* **Problem to solve**:
Down to the final line, print each entry exactly.

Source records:
= Beginning of Section =

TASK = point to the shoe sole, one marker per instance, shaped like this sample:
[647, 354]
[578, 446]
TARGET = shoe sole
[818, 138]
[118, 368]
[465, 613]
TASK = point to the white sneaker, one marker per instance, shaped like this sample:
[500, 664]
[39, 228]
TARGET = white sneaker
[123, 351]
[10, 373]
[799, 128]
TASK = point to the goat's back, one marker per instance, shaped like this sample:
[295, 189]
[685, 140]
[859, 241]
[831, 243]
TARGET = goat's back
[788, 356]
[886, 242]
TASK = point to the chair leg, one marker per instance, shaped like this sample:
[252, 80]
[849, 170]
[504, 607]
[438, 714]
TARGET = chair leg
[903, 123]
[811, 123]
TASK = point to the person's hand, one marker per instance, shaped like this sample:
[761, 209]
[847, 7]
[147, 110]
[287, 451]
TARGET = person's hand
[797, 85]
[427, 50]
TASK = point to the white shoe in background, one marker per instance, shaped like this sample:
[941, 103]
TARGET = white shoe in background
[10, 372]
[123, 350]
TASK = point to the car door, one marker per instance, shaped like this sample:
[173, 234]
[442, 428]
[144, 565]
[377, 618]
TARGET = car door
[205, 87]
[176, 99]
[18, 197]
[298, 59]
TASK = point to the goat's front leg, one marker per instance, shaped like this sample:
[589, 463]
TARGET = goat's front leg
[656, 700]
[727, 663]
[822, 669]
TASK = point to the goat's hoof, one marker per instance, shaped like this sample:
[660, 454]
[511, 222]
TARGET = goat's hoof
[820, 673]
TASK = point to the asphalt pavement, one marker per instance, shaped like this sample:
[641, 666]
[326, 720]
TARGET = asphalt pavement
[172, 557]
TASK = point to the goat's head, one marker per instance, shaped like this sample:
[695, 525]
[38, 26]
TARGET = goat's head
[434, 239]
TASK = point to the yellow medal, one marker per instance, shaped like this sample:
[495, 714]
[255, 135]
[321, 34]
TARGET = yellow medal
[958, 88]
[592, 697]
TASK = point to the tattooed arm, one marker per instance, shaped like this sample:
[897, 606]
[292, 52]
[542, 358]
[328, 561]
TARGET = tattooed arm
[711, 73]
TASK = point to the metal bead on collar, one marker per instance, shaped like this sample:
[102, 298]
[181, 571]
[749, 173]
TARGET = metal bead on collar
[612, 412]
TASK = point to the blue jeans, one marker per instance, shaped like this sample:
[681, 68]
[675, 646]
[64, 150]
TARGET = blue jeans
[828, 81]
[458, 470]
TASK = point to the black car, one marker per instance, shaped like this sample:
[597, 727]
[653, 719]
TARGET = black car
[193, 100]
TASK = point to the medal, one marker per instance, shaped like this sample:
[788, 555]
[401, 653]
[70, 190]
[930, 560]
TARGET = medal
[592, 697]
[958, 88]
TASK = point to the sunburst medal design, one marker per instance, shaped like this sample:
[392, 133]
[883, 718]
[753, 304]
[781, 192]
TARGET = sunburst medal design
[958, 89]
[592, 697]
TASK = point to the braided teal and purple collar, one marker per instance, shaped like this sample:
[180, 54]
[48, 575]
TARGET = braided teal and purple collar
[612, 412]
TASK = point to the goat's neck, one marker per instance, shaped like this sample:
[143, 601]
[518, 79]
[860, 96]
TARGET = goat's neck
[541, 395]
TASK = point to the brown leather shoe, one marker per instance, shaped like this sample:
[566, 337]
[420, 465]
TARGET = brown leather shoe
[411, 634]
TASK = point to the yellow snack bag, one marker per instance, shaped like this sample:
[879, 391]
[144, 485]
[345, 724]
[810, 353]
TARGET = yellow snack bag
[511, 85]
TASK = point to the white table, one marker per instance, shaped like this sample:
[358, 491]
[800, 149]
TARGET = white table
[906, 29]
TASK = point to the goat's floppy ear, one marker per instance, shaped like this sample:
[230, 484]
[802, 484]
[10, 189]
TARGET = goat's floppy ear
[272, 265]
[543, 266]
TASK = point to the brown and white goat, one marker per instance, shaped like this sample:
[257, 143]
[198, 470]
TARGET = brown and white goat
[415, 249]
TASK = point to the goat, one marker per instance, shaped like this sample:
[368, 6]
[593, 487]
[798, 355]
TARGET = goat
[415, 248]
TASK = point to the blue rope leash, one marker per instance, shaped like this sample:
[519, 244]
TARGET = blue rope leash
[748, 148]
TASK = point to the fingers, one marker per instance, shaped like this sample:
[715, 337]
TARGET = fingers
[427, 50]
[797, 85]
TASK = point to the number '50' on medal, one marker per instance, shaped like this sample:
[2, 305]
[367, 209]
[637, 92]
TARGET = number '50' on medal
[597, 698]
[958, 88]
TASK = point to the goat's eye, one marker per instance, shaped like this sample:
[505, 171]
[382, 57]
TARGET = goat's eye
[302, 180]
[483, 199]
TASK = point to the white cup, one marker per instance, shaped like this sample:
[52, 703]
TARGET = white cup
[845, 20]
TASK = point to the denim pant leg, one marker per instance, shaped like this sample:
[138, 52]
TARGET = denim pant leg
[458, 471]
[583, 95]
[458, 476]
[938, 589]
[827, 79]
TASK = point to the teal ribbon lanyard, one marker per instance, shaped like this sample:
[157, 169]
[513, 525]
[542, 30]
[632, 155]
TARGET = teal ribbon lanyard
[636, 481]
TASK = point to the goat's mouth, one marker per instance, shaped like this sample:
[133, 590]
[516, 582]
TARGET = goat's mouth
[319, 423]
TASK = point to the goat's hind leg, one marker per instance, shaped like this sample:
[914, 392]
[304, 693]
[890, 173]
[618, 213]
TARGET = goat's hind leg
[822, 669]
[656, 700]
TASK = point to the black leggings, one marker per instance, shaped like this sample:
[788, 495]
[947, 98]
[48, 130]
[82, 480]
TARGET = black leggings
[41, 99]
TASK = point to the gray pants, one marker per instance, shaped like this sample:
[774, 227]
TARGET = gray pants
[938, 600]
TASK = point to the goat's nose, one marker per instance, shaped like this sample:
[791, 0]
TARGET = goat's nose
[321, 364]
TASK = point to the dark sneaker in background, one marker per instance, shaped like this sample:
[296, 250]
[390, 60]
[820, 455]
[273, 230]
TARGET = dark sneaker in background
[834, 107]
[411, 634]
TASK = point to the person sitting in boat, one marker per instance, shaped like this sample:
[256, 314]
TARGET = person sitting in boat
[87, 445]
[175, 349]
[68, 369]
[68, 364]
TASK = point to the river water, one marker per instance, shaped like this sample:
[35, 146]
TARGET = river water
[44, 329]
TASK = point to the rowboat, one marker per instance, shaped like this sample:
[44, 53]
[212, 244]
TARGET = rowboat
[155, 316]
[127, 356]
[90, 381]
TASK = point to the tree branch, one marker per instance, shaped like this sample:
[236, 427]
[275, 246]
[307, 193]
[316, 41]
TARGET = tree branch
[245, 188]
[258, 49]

= End of Section =

* **Response**:
TASK = point to the shoe sole, one marker per instance, shaped like this sample:
[647, 354]
[578, 446]
TARGET = shoe sole
[818, 138]
[118, 368]
[465, 613]
TASK = point to the white sneaker, one marker per instance, shaped like this sample:
[500, 664]
[39, 228]
TARGET = white sneaker
[123, 351]
[10, 373]
[799, 128]
TASK = point to the goat's back, one marker per instance, shaped like this sample:
[295, 189]
[685, 140]
[859, 241]
[831, 243]
TARGET = goat's back
[788, 356]
[886, 242]
TASK = point to the chair leg, one marker per instance, shaped like this sample:
[252, 80]
[849, 170]
[504, 607]
[438, 714]
TARGET = chair leg
[903, 123]
[811, 123]
TASK = point to the person's hand, one marker per instance, shaped like this sample:
[761, 209]
[847, 7]
[147, 110]
[287, 451]
TARGET = person's hand
[797, 85]
[427, 50]
TASK = point to the white shoe in background, one marker per instance, shaped like this sample:
[941, 103]
TARGET = white shoe in background
[10, 372]
[123, 350]
TASK = point to the car door, one marker per instance, shaped like this sample:
[173, 234]
[442, 428]
[144, 565]
[377, 618]
TARGET = car door
[205, 87]
[176, 99]
[18, 197]
[298, 59]
TASK = point to the goat's front leg, one marker per instance, shaped like this sample:
[589, 463]
TARGET = goat's front leg
[656, 700]
[727, 663]
[822, 669]
TASK = point to the goat's hoof, one marker per instance, shaped like this sample:
[660, 454]
[511, 222]
TARGET = goat's hoof
[820, 673]
TASK = point to the asphalt pavement, one marker per instance, shaped like this sample:
[641, 666]
[326, 720]
TARGET = asphalt pavement
[172, 557]
TASK = point to the goat's head, one marker per instance, shaped like this sample:
[695, 525]
[38, 26]
TARGET = goat's head
[434, 239]
TASK = point to the yellow medal, one marker per instance, shaped like this sample:
[495, 714]
[255, 135]
[321, 34]
TARGET = yellow medal
[958, 88]
[592, 697]
TASK = point to the tattooed arm, one marker per instance, shaped like this sample:
[897, 606]
[292, 52]
[542, 358]
[328, 561]
TARGET = tattooed arm
[711, 73]
TASK = point to the metal bead on collar, one marker per instance, shaped like this sample:
[102, 298]
[181, 571]
[749, 173]
TARGET = metal bead on collar
[612, 412]
TASK = point to the blue jeans, one marker per instance, shaped like this sample:
[681, 68]
[675, 646]
[64, 150]
TARGET = blue jeans
[828, 81]
[458, 470]
TASK = point to the black car, one marker per instance, shaped like this sample:
[597, 727]
[653, 719]
TARGET = black car
[193, 100]
TASK = point to the medal, one marker per instance, shaped like this sample:
[788, 555]
[401, 653]
[70, 190]
[930, 560]
TARGET = medal
[592, 697]
[958, 88]
TASK = point to the sunburst medal design, one marker per instance, shaped like this sample:
[392, 133]
[883, 718]
[753, 304]
[781, 192]
TARGET = sunburst medal design
[958, 89]
[592, 697]
TASK = point to the braided teal and purple collar, one marker per instance, shaped like this sample:
[180, 54]
[48, 575]
TARGET = braided teal and purple collar
[612, 412]
TASK = point to the goat's neck, one marker per instance, shaped like this sample:
[143, 601]
[518, 79]
[860, 96]
TARGET = goat's neck
[541, 395]
TASK = point to the brown leather shoe, one marker per instance, shaped like this sample:
[566, 337]
[420, 465]
TARGET = brown leather shoe
[411, 634]
TASK = point to the yellow snack bag, one marker per instance, shaped like this sample:
[879, 391]
[144, 485]
[345, 724]
[810, 353]
TARGET = yellow snack bag
[511, 85]
TASK = point to the white table, one marker per instance, shaped like this sample:
[358, 491]
[800, 149]
TARGET = white table
[906, 29]
TASK = point to the goat's floppy ear, one marker per instance, shaped like this sample:
[230, 484]
[802, 484]
[10, 189]
TARGET = goat's floppy ear
[272, 265]
[543, 266]
TASK = point to the brown and white goat, one marker per instance, shaped like this sample:
[257, 143]
[198, 470]
TARGET = brown and white goat
[415, 249]
TASK = point to the goat, one marker per instance, shaped like this sample:
[368, 6]
[593, 487]
[798, 355]
TARGET = goat
[415, 248]
TASK = point to the blue rope leash, one marker per instance, shaped like this sample:
[519, 244]
TARGET = blue rope leash
[748, 148]
TASK = point to the fingers, one marker per instance, shaped like this sample:
[715, 337]
TARGET = fingers
[427, 50]
[797, 85]
TASK = point to the number '50' on medal, one marker per instance, shaped like this sample:
[2, 305]
[367, 209]
[637, 92]
TARGET = number '50' on medal
[597, 698]
[958, 88]
TASK = point to the goat's eye, one marker per instance, shaped like this sample:
[505, 171]
[382, 57]
TARGET = goat's eye
[302, 180]
[483, 199]
TASK = point to the white cup, one marker per instance, shaped like this sample:
[52, 703]
TARGET = white cup
[845, 20]
TASK = point to the denim pant leg, one marker per instance, shaped like this sample:
[138, 52]
TARGET = denim pant leg
[458, 471]
[583, 95]
[458, 476]
[938, 589]
[827, 79]
TASK = point to the teal ribbon lanyard, one marker per instance, shaped like this sample:
[157, 169]
[513, 525]
[542, 30]
[632, 155]
TARGET = teal ribbon lanyard
[636, 481]
TASK = point to the goat's mouth, one marker per instance, shaped like this sample:
[133, 590]
[516, 582]
TARGET = goat's mouth
[319, 423]
TASK = point to the goat's hind leg, one marker per instance, shaped like this sample:
[914, 392]
[304, 693]
[890, 173]
[618, 213]
TARGET = goat's hind leg
[822, 669]
[656, 700]
TASK = point to the black leggings, one marker per instance, shaped like this sample:
[788, 495]
[947, 98]
[48, 130]
[82, 480]
TARGET = black leggings
[41, 99]
TASK = point to the gray pants, one marker per instance, shaped like this sample:
[774, 227]
TARGET = gray pants
[938, 600]
TASK = point to the goat's nose, one marker per instance, shaped like this sample:
[791, 0]
TARGET = goat's nose
[321, 364]
TASK = point to the dark sneaker in background, one marker per instance, shaped like this sample:
[296, 250]
[390, 60]
[820, 455]
[273, 230]
TARGET = dark sneaker in background
[834, 107]
[411, 634]
TASK = point to the person sitting in boat, one marker per instance, shaped like this sample:
[256, 314]
TARGET = person sitting in boat
[87, 445]
[175, 349]
[68, 369]
[68, 364]
TASK = point to the river water, one marker per instance, shaped like this sample:
[35, 146]
TARGET = river water
[44, 329]
TASK = point to the rowboat, one marker per instance, shaped like this sample:
[44, 53]
[212, 244]
TARGET = rowboat
[155, 316]
[127, 356]
[90, 381]
TASK = point to the tree branch, one marker per instance, shaped like this sample:
[236, 427]
[275, 246]
[307, 193]
[316, 41]
TARGET = tree branch
[245, 188]
[258, 49]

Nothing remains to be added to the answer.